Listed entries:
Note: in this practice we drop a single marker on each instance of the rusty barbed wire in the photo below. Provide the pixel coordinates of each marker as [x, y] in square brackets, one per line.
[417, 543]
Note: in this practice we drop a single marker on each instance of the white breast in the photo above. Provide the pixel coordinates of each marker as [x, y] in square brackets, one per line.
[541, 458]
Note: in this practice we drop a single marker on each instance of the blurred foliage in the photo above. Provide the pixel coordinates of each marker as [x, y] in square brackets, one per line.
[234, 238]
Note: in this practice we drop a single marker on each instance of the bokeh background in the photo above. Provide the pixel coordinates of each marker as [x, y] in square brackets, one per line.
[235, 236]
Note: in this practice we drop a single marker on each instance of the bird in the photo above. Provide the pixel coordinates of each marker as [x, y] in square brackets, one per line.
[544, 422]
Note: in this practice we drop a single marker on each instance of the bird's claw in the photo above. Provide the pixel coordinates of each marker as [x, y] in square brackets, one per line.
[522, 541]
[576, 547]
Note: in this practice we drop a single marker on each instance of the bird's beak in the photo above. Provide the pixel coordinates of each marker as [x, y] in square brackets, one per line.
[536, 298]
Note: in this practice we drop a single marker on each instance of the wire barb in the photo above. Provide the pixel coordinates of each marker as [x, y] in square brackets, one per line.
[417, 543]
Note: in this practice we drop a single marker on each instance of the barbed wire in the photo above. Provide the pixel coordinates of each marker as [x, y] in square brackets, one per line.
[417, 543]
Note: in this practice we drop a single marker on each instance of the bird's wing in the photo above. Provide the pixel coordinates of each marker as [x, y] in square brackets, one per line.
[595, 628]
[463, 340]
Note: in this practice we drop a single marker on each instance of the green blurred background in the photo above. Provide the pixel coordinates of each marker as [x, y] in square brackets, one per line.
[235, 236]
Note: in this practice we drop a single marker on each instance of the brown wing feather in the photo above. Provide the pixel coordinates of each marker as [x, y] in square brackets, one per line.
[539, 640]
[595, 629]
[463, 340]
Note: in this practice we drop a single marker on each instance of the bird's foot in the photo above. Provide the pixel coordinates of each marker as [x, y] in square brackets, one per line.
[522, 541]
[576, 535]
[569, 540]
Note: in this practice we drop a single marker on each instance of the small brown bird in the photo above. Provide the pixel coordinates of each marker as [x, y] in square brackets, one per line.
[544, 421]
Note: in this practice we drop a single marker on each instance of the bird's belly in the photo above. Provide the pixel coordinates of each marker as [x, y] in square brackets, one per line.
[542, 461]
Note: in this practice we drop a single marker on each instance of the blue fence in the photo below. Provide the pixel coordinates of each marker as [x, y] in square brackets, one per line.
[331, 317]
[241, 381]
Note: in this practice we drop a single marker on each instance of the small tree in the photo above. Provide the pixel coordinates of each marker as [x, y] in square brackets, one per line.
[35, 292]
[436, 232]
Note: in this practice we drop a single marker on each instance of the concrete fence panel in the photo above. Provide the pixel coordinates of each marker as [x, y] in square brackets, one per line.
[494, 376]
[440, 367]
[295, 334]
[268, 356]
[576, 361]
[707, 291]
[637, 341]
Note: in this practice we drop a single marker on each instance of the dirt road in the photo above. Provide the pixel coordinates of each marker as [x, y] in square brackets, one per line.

How to complete this task: This exercise calls for repeating every line of the data exactly.

Written answer:
Note: in this practice we drop a single marker on each instance of the rusty barbed wire in the photo below. Provide the pixel coordinates of each marker as [x, y] in square brackets, one per line.
[417, 543]
Note: in this practice we drop a single marker on each instance of the white breast in the photo above. Provide the pixel coordinates of each marker as [x, y] in square brackets, one per line.
[541, 458]
Note: in this practice we drop a single marker on each instance of the blurred foliage in the photo above. Provide the pixel coordinates of each marker as [x, y] in square brackets, one per line.
[234, 238]
Note: in this practice we drop a single marker on each instance of the bokeh background in the photo above. Provide the pixel coordinates of each marker as [x, y] in square brackets, one per line.
[235, 236]
Note: in this practice we drop a single marker on each instance of the bird in the photo above. Provide the pixel coordinates of each marker as [x, y] in square brackets, one per line.
[544, 422]
Note: in this practice we drop a single marker on each instance of the bird's claw in the photo above. Provide the pixel coordinates of each marker as [x, y] in square brackets, one per line.
[522, 541]
[576, 547]
Note: in this practice we drop a single marker on each instance of the bird's beak in the photo above. Provide the pixel coordinates of each marker as [x, y] in square brackets, one per line.
[536, 298]
Note: in this practice we drop a single marker on each instance of the wire barb in the photo above. Provide the pixel coordinates of each marker as [x, y] in square brackets, one per line.
[417, 543]
Note: in this practice we drop a single marker on each instance of the barbed wire in the photo above. Provide the pixel coordinates of each marker as [x, y] in square brackets, one per line.
[417, 543]
Note: in this practice we drop a single marker on each instance of the bird's wing in the photo above. Provide the pixel coordinates of each marker as [x, y] in square brackets, one per line.
[595, 628]
[463, 340]
Note: in this practice we drop a single marker on each instance of the green blurred background in the photo above. Provide the pixel coordinates of each marker as [x, y] in square brackets, one per line.
[235, 236]
Note: in this practice we drop a single marker on each instance of the brown wing feather in the photo above. Provide the pixel coordinates of each marker as [x, y] in square brackets, one per line.
[539, 640]
[595, 629]
[463, 340]
Note: in this practice we drop a single marker on each instance of the bird's foot in the photo above. Provide the pixel coordinates of each marker as [x, y] in square brackets, one per line.
[522, 541]
[576, 535]
[569, 540]
Note: in this practice we drop a single marker on each instance of the small brown bird in the photo above. Provide the pixel coordinates of each marker as [x, y] in square brackets, one per line.
[544, 421]
Note: in this practice we drop a single marker on each instance of the bird's belly in the photo above. Provide the pixel coordinates of each marker as [x, y] in square brackets, one per line.
[542, 461]
Note: in this practice we drop a single marker on each instance of the blue fence in the photo below. Provide the pixel coordinates of each marker as [x, y] in square brackets, one per line.
[331, 317]
[241, 381]
Note: in this practice we drop a single marker on each instance of the small tree in the photo above. Provide the pixel coordinates of each marker as [x, y] in square brackets, one per line.
[35, 292]
[436, 232]
Note: in this practice we drop a single marker on each instance of the concrete fence panel in the photo above. Provide the pixel coordinates of each marker as [x, y] in square brackets, one per line.
[494, 376]
[440, 367]
[295, 334]
[268, 356]
[576, 361]
[707, 291]
[637, 341]
Note: in this practice we drop a single marker on each instance of the dirt road in the photo above. Provide the pixel coordinates of each marker as [x, y] in square brackets, one per line.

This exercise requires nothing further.